*** EXTRACT Section Begins ***
A suicidal child is one of the most frightening and devastating situations any parent can encounter. The appropriate behavior and language on your part can be instrumental in diffusing the immediate crisis, enabling you to obtain help and create a safe environment.
- Remain calm and start a conversation.
- Tell your loved one that you are worried about him or her and you care.
- Its okay to ask directly, “Are you having thoughts of suicide?” By asking directly, your teen may feel relieved and give them a chance to talk openly about how they are feeling. Their response will help you understand if they are in danger. If they are not suicidal-only showing signs of depression- they stll should be connected with a mental health professional.
- Take any threat from your teen to hurt himself or herself seriously!
- Do not challenge your loved one to “do it” or “go ahead.”
- Never say suicide is stupid, or tell them to “snap out of it.”
- Ask caring questions and listen to his or her answers. Listening shows respect and helps your teen express why they are thinking about suicide.
- Reassure your teen that you know how to get him or her help.
- Stay close to your loved one while you contact a trusted health professional.
- Remove items that may harm your loved one, such as knives and guns.
If your child (17 yrs of age or younger) is having suicidal thoughts, call the mobile crisis unit:
Northern New Castle County (north of the canal): 302-633-5128
Southern New Castle County (south of the canal): 1-800-969-HELP (4357)
Kent County: 302-678-3782
Sussex County: 302-424-HELP (4357)
If you have a problem finding a therapist for your child, call 1-800-722-7710.
If your teen (18 yrs of age and older) is having suicidal thoughts, encourage him or her to call 1-800-273-TALK (8255). If he or she is unwilling or is in immediate crisis, call 911, or the mobile crisis unit at 302-577-2484(NCC) or 1-800-652-2929(KE/SU).
What to do if your teen attempts suicide
- If your loved one has already attempted suicide, you play an important role in his or her treatment.
*** EXTRACT Section Ends ***
*** SOURCE DATA Section Begins ***
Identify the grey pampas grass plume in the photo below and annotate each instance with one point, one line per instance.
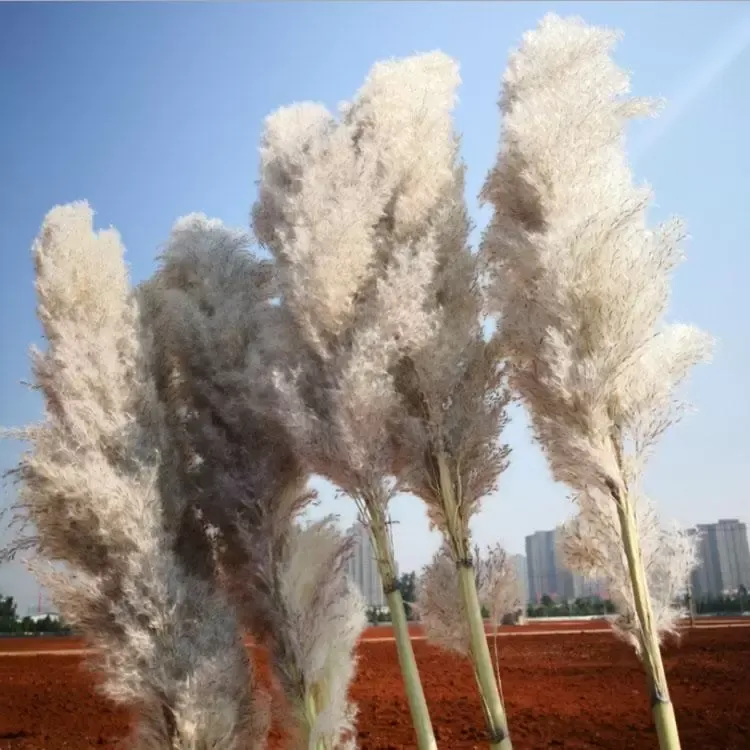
(439, 597)
(581, 284)
(326, 616)
(212, 302)
(91, 483)
(348, 206)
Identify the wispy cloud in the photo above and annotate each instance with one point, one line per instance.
(710, 69)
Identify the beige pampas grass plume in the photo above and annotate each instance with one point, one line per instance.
(581, 284)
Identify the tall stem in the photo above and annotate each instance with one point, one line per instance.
(482, 660)
(420, 714)
(310, 709)
(497, 723)
(662, 708)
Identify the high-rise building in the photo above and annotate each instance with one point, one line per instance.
(363, 568)
(723, 558)
(548, 575)
(522, 576)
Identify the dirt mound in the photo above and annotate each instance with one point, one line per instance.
(567, 691)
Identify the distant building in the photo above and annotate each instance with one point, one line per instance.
(36, 617)
(363, 568)
(522, 576)
(723, 558)
(547, 575)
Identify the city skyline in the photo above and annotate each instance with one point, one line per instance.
(153, 111)
(723, 558)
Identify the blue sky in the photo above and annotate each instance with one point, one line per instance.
(152, 111)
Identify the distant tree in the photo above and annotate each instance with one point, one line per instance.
(407, 585)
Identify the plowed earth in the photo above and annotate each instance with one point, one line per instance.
(570, 690)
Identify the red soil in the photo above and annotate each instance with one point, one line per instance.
(568, 691)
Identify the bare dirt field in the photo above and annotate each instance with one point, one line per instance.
(566, 690)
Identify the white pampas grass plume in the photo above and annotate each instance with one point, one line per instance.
(581, 284)
(92, 484)
(439, 602)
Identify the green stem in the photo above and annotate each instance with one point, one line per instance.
(311, 715)
(489, 684)
(420, 714)
(480, 656)
(662, 708)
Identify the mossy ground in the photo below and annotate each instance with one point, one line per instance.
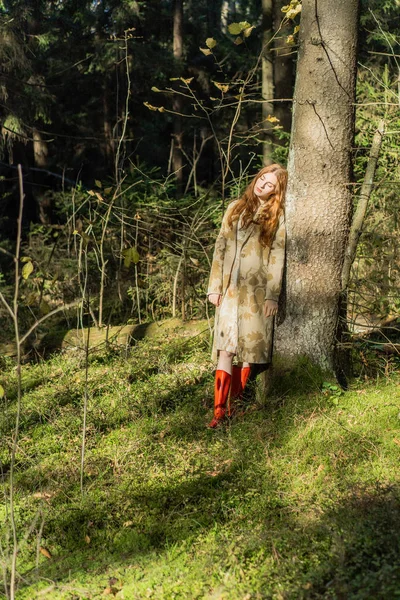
(298, 498)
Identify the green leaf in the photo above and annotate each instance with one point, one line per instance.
(211, 43)
(27, 269)
(131, 255)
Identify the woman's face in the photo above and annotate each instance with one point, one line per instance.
(265, 186)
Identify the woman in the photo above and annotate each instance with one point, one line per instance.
(245, 283)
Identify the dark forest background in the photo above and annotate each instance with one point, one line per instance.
(136, 122)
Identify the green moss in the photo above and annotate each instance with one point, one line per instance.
(296, 498)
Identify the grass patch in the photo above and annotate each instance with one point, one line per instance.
(298, 498)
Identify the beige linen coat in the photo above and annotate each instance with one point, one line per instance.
(246, 274)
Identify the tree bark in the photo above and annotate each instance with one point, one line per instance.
(177, 104)
(318, 201)
(283, 70)
(267, 79)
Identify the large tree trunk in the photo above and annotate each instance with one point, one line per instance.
(283, 69)
(177, 156)
(318, 200)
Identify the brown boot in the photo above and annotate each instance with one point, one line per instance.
(240, 376)
(221, 391)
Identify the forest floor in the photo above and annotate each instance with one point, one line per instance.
(297, 498)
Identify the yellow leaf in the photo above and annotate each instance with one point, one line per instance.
(211, 43)
(44, 307)
(128, 523)
(236, 28)
(149, 106)
(248, 30)
(221, 86)
(131, 255)
(27, 269)
(45, 552)
(292, 10)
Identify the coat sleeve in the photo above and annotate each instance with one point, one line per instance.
(276, 261)
(216, 275)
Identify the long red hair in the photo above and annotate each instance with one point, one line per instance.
(247, 205)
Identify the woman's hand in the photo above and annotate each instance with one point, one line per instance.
(270, 308)
(215, 299)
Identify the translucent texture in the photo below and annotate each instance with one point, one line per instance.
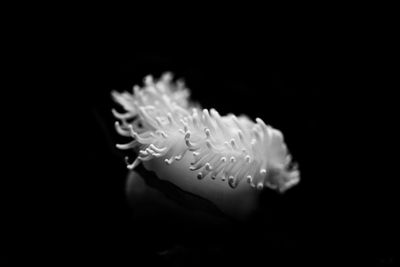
(225, 159)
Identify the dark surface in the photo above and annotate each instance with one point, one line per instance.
(312, 91)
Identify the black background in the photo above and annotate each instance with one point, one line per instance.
(317, 87)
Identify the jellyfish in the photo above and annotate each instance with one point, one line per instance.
(226, 159)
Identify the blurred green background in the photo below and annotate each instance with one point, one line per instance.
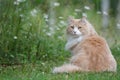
(34, 30)
(32, 36)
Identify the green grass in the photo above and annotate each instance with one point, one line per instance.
(42, 70)
(40, 51)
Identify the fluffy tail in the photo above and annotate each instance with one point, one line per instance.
(66, 68)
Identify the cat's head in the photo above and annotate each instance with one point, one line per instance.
(79, 27)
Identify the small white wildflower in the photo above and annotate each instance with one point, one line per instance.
(21, 15)
(84, 14)
(33, 12)
(105, 13)
(77, 10)
(60, 17)
(60, 37)
(49, 34)
(45, 16)
(98, 12)
(87, 7)
(62, 22)
(58, 28)
(43, 72)
(21, 0)
(56, 4)
(15, 37)
(118, 25)
(16, 3)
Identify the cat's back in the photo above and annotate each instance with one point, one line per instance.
(94, 41)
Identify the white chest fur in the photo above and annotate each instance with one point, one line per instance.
(72, 41)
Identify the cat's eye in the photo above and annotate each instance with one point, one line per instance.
(79, 27)
(72, 27)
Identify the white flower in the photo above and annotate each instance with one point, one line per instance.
(60, 37)
(49, 34)
(56, 4)
(16, 3)
(15, 37)
(87, 7)
(21, 0)
(60, 17)
(98, 12)
(118, 25)
(84, 14)
(45, 16)
(62, 22)
(77, 10)
(105, 13)
(33, 12)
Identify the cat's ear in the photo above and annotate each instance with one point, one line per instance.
(70, 19)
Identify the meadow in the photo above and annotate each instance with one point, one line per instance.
(32, 39)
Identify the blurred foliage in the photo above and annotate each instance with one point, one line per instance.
(25, 34)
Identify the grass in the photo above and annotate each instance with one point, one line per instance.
(41, 46)
(42, 70)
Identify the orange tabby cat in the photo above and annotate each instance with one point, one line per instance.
(90, 52)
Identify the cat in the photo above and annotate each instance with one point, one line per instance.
(90, 52)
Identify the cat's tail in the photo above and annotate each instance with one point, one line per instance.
(66, 68)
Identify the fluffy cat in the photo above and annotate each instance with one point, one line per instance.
(90, 52)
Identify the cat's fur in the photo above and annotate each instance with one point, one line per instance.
(90, 52)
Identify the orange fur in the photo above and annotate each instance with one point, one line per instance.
*** SOURCE DATA Section Ends ***
> _TASK SET_
1) Using the suicide-crisis guide, answer:
(a) What items does it say to remove?
(b) What number does it list for Kent County?
(c) What number should you call if you have trouble finding a therapist for your child?
2) Revise the part of the suicide-crisis guide that opens with the words "- Ask caring" and closes with "child, call 1-800-722-7710.", writing it out again with "trusted" changed to "qualified".
Answer from the guide alone.

> _ANSWERS BY TASK_
1)
(a) Items that may harm your loved one, such as knives and guns.
(b) 302-678-3782
(c) 1-800-722-7710

2)
- Ask caring questions and listen to his or her answers. Listening shows respect and helps your teen express why they are thinking about suicide.
- Reassure your teen that you know how to get him or her help.
- Stay close to your loved one while you contact a qualified health professional.
- Remove items that may harm your loved one, such as knives and guns.
If your child (17 yrs of age or younger) is having suicidal thoughts, call the mobile crisis unit:
Northern New Castle County (north of the canal): 302-633-5128
Southern New Castle County (south of the canal): 1-800-969-HELP (4357)
Kent County: 302-678-3782
Sussex County: 302-424-HELP (4357)
If you have a problem finding a therapist for your child, call 1-800-722-7710.